[Records drawn from a dataset]
----

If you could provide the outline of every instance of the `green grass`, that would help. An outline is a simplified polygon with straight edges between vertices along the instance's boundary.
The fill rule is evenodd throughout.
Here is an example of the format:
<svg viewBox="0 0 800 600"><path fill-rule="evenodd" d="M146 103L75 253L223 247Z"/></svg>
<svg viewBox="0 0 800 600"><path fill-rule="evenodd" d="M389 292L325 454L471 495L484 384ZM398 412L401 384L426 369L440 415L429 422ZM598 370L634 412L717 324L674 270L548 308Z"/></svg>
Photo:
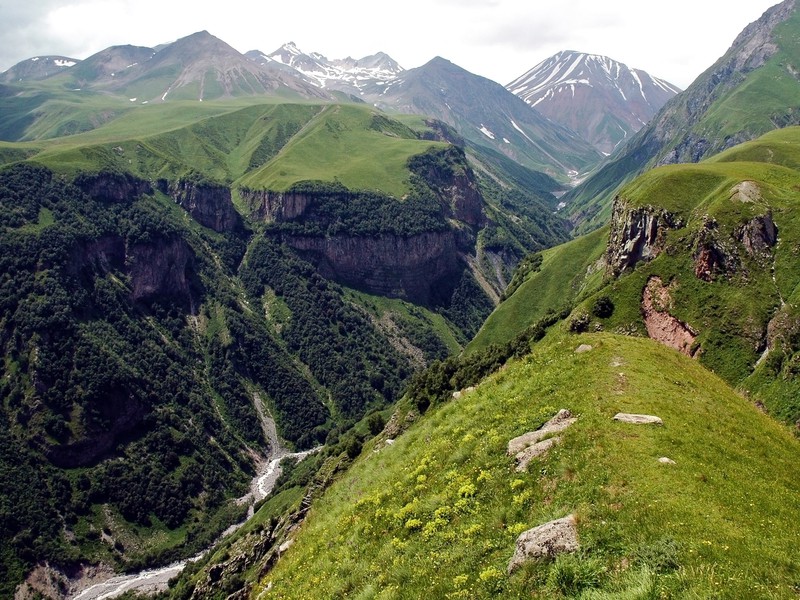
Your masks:
<svg viewBox="0 0 800 600"><path fill-rule="evenodd" d="M593 350L574 354L580 343ZM578 422L528 473L516 473L507 441L559 408ZM611 419L618 411L665 424L623 425ZM557 597L553 586L566 575L551 576L552 563L511 576L505 568L521 531L575 513L583 550L574 568L595 574L592 587L793 598L798 456L783 427L672 350L610 334L551 334L476 391L431 409L392 446L365 447L255 595Z"/></svg>
<svg viewBox="0 0 800 600"><path fill-rule="evenodd" d="M175 179L199 172L274 191L320 180L401 198L410 191L408 159L445 146L418 139L418 119L407 119L412 129L360 105L249 99L142 106L91 98L49 101L43 111L29 137L60 137L45 149L9 144L3 154L24 152L67 174L114 169Z"/></svg>
<svg viewBox="0 0 800 600"><path fill-rule="evenodd" d="M240 183L283 191L299 181L339 181L350 189L378 189L401 198L410 190L408 158L444 144L416 139L391 123L387 127L388 120L379 115L369 107L328 106L275 160Z"/></svg>
<svg viewBox="0 0 800 600"><path fill-rule="evenodd" d="M541 269L489 316L467 346L467 352L512 340L550 311L582 299L602 284L603 268L597 261L606 248L608 229L595 231L545 250Z"/></svg>
<svg viewBox="0 0 800 600"><path fill-rule="evenodd" d="M512 339L534 319L577 303L571 321L589 319L588 330L646 336L642 290L649 277L671 285L669 312L698 333L699 361L767 407L785 422L800 418L800 128L774 131L693 165L653 169L625 186L620 199L629 208L665 209L681 223L667 232L662 252L617 279L600 265L587 278L607 239L598 231L548 250L541 271L489 317L467 351ZM734 194L742 182L758 193L749 201ZM756 217L770 215L779 241L751 256L739 233ZM702 233L701 233L702 232ZM728 267L711 281L695 275L700 237L721 248ZM737 236L739 236L737 238ZM614 305L599 318L592 306L600 296ZM770 352L763 358L765 344Z"/></svg>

----

■ Exercise requirements: Output each record verbatim, but skip anything that is a picture.

■ Result for this task:
If you could provide the outline of every instance of the `green grass`, that would help. An outline is a simplified polygon with straight edges between vertices along the instance's boundary.
The fill rule is evenodd throughout.
Here is an example of the format:
<svg viewBox="0 0 800 600"><path fill-rule="evenodd" d="M146 103L75 253L223 247Z"/></svg>
<svg viewBox="0 0 800 600"><path fill-rule="evenodd" d="M389 292L325 454L471 495L484 384ZM398 412L401 384L426 369L440 415L429 422ZM598 370L634 412L717 324L674 270L548 308Z"/></svg>
Photo:
Your masks:
<svg viewBox="0 0 800 600"><path fill-rule="evenodd" d="M593 350L574 354L580 343ZM578 422L528 473L516 473L507 441L559 408ZM611 419L618 411L665 424L623 425ZM557 597L553 586L566 575L551 576L552 563L511 576L505 568L521 531L575 513L583 550L574 568L595 574L592 587L793 598L798 456L783 427L672 350L610 334L551 334L476 391L431 409L392 446L365 447L255 595Z"/></svg>
<svg viewBox="0 0 800 600"><path fill-rule="evenodd" d="M175 179L199 172L274 191L320 180L401 198L410 191L408 159L445 146L418 139L418 119L407 119L412 129L360 105L249 99L142 106L91 98L49 101L43 111L29 137L60 137L45 149L9 144L3 154L24 152L67 174L114 169Z"/></svg>
<svg viewBox="0 0 800 600"><path fill-rule="evenodd" d="M240 183L283 191L299 181L339 181L350 189L378 189L401 198L410 190L408 158L444 144L416 139L391 123L387 127L388 120L379 115L369 107L328 106L275 160Z"/></svg>
<svg viewBox="0 0 800 600"><path fill-rule="evenodd" d="M541 269L489 316L467 346L467 352L512 340L550 311L582 299L602 284L603 268L597 261L606 248L608 229L595 231L545 250Z"/></svg>
<svg viewBox="0 0 800 600"><path fill-rule="evenodd" d="M512 339L534 319L577 303L571 321L589 319L588 330L646 336L642 290L649 277L671 285L669 312L698 333L699 361L767 407L785 422L800 418L800 128L774 131L693 165L653 169L625 186L620 199L629 208L665 209L681 223L667 232L662 252L617 279L600 265L587 278L607 239L598 231L548 250L541 271L489 317L467 351ZM734 194L742 182L758 193L749 201ZM756 217L770 215L779 241L751 256L739 233ZM702 233L701 233L702 232ZM728 267L711 281L695 275L700 237L721 248ZM737 236L739 236L737 238ZM614 305L599 318L592 306L600 296ZM770 352L763 358L765 344Z"/></svg>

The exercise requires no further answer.